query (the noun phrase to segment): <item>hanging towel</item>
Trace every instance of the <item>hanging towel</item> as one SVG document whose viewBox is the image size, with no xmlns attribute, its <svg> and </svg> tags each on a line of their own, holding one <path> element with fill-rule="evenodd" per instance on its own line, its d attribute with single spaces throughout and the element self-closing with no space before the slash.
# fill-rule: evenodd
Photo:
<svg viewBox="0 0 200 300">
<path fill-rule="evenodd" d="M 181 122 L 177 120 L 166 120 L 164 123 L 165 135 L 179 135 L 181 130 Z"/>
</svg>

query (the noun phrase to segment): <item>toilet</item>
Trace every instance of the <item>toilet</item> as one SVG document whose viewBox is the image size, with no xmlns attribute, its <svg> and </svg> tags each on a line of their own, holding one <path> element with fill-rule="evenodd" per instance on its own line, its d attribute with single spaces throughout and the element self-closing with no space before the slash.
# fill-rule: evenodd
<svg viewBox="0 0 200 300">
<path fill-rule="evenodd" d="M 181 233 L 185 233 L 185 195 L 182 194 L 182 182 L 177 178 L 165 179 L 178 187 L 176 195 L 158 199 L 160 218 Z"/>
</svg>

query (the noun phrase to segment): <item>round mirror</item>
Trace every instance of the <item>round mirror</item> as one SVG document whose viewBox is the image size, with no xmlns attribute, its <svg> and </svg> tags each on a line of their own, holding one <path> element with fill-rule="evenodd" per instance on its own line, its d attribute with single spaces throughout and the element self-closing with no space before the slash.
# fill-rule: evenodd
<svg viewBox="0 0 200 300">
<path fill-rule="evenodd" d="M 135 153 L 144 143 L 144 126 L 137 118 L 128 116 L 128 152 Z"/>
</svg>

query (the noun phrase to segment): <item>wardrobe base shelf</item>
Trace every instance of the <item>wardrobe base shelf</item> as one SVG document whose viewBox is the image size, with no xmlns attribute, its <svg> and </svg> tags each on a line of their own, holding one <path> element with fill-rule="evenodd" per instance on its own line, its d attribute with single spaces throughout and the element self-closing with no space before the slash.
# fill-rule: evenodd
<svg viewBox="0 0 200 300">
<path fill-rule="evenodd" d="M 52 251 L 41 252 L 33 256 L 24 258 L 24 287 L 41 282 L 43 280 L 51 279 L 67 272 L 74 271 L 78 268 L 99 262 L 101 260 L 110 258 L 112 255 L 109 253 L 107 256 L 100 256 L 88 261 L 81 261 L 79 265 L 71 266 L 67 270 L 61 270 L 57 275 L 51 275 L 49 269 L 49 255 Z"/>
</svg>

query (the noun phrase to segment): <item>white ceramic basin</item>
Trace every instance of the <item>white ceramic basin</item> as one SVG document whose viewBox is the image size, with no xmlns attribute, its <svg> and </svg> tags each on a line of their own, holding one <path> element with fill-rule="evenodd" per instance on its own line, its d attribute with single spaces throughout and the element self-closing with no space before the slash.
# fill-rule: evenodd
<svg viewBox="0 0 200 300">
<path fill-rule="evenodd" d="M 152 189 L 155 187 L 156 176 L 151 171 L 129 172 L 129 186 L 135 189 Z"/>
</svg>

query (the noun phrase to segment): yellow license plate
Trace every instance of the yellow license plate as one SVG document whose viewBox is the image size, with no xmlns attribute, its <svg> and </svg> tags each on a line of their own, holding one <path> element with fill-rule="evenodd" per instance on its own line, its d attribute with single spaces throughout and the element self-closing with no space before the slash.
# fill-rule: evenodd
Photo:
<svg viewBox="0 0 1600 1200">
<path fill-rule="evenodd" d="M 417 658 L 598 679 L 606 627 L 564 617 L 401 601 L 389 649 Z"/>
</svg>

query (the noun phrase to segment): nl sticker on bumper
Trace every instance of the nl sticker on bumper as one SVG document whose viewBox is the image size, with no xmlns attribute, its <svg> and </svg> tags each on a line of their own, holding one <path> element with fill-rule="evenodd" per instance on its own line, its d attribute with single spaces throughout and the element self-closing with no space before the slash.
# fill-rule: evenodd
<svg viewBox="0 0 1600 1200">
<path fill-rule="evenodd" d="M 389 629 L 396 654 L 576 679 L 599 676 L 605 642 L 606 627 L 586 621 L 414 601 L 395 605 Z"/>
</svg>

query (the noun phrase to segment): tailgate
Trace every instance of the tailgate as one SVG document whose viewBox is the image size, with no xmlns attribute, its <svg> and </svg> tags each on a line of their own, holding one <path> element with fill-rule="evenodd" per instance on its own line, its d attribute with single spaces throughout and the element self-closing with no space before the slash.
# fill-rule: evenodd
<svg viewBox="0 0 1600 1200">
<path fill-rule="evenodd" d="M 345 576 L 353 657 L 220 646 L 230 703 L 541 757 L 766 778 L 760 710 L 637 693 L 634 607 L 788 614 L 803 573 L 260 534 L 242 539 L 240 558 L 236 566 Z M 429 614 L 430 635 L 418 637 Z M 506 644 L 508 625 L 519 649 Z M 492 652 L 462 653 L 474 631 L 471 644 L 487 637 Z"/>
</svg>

---------------

Your task = What you return should be the lines from the beginning of the records through the one that contains "Trace every instance of the <item>wardrobe", repeated exactly and with no additions.

Worked solution =
query (the noun phrase to segment): <item>hanging towel</item>
Trace every instance of the <item>hanging towel</item> as one SVG document whose viewBox is the image size, with no xmlns attribute, its <svg> and </svg> tags each on a line of their own, holding one <path> element with fill-rule="evenodd" per instance on its own line, its d attribute with single spaces throughout and the element self-closing with no space before the slash.
# fill-rule: evenodd
Photo:
<svg viewBox="0 0 200 300">
<path fill-rule="evenodd" d="M 181 122 L 177 120 L 166 120 L 164 123 L 165 135 L 179 135 L 181 130 Z"/>
</svg>

query (the noun phrase to segment): <item>toilet</item>
Trace every instance of the <item>toilet</item> as one SVG document whose viewBox is the image size, with no xmlns attribute, its <svg> and </svg> tags each on a line of their own, holding one <path> element with fill-rule="evenodd" per instance on its own line, its d attribute with single spaces throughout and the element self-closing with no space before the slash.
# fill-rule: evenodd
<svg viewBox="0 0 200 300">
<path fill-rule="evenodd" d="M 181 233 L 185 233 L 185 195 L 182 194 L 182 182 L 177 178 L 165 179 L 178 187 L 176 195 L 158 199 L 160 218 Z"/>
</svg>

query (the noun phrase to segment): <item>round mirror</item>
Trace every instance of the <item>round mirror</item> as one SVG document whose viewBox is the image size, with no xmlns attribute, its <svg> and </svg> tags each on a line of their own, holding one <path> element with fill-rule="evenodd" per instance on its own line, its d attribute with single spaces throughout and the element self-closing with no space before the slash.
# fill-rule: evenodd
<svg viewBox="0 0 200 300">
<path fill-rule="evenodd" d="M 135 153 L 144 143 L 144 126 L 137 118 L 128 116 L 128 152 Z"/>
</svg>

query (the noun phrase to segment): <item>wardrobe base shelf</item>
Trace every instance of the <item>wardrobe base shelf</item> as one SVG document whose viewBox is the image size, with no xmlns attribute, its <svg> and </svg> tags each on a line of their own, holding one <path> element with fill-rule="evenodd" per instance on its own line, its d attribute with single spaces throughout and the element self-closing with no space before the slash.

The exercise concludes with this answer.